◆ **EXCERPTED PASSAGE**:
■ ■ ■
Eco-Friendly – Car Thinking for the Future
We’re a fairly vigilant and self-aware species, with these attributes allowing us to know that not everything is as sound with our natural world as it should be. Environmental awareness has built steadily over the past several decades, and we’re at the point now where we understand that what we do can and will have a major impact on the world around us. Our relationship with the environment isn’t an outsider role, either, as we’re direct members of the greater environment, and the issues that plague it will inevitably cause major problems for us as well.
The biggest issue facing the stability of the natural world is, of course, pollution, with one of the greatest sources of pollution being the vehicles we drive every day. However, with our self-awareness and ability to observe and detect has come an extraordinary capacity for clever innovation, something that has been applied to the automotive industry and that we, on an individual basis, can apply for ourselves.
Designing Green Cars:
Perhaps the most well-known eco-friendly car is the hybrid. A hybrid vehicle is simply a combination of a more traditional combustion-type engine and an electric battery. These vehicles typically work by creating energy each time you press the brake, and then storing this energy in a battery that can be used in lieu of fuel.
■ ■ ■
◆ **TO-DO LIST**:
- 1) Return the stretch of the eco-friendly cars text from "The biggest issue" through "lieu of fuel.", copied word for word.
- 2) According to the eco-friendly cars text, what two power sources does a hybrid vehicle combine?

◆ **INFORMATION SUPPLIED**:
■ ■ ■
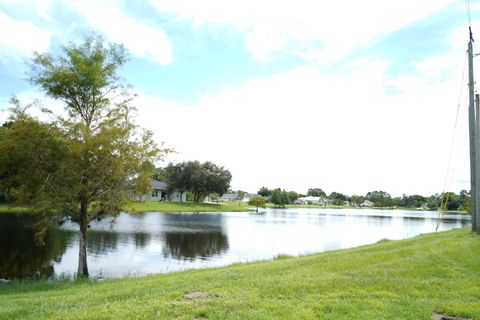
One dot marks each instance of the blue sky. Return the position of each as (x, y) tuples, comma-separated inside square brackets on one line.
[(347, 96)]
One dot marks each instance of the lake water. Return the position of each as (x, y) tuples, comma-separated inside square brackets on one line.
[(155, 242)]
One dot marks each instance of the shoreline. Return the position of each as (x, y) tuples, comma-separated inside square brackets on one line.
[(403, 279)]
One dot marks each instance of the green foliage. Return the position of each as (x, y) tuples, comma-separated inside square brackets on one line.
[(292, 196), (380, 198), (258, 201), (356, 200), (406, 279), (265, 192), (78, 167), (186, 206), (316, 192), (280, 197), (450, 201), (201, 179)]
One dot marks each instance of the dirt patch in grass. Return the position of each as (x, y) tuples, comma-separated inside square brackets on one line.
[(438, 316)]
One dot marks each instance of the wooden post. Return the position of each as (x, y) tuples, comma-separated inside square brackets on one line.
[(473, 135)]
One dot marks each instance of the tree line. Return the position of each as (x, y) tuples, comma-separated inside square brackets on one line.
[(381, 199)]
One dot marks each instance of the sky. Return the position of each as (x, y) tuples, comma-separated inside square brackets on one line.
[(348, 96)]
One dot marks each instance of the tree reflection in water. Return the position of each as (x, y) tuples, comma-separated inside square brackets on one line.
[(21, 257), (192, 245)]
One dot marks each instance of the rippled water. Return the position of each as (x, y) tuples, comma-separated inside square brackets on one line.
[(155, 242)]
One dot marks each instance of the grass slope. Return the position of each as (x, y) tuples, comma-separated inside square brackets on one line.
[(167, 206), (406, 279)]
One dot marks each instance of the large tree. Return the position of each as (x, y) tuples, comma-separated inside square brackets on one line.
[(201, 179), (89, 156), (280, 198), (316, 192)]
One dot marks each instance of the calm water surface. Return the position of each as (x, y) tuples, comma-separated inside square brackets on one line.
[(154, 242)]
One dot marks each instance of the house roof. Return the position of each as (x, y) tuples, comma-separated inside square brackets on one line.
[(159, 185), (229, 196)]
■ ■ ■
◆ **SOLUTIONS TO THE PROBLEMS**:
- 1)
The biggest issue facing the stability of the natural world is, of course, pollution, with one of the greatest sources of pollution being the vehicles we drive every day. However, with our self-awareness and ability to observe and detect has come an extraordinary capacity for clever innovation, something that has been applied to the automotive industry and that we, on an individual basis, can apply for ourselves.
Designing Green Cars:
Perhaps the most well-known eco-friendly car is the hybrid. A hybrid vehicle is simply a combination of a more traditional combustion-type engine and an electric battery. These vehicles typically work by creating energy each time you press the brake, and then storing this energy in a battery that can be used in lieu of fuel.

- 2) A hybrid combines a traditional combustion-type engine with an electric battery.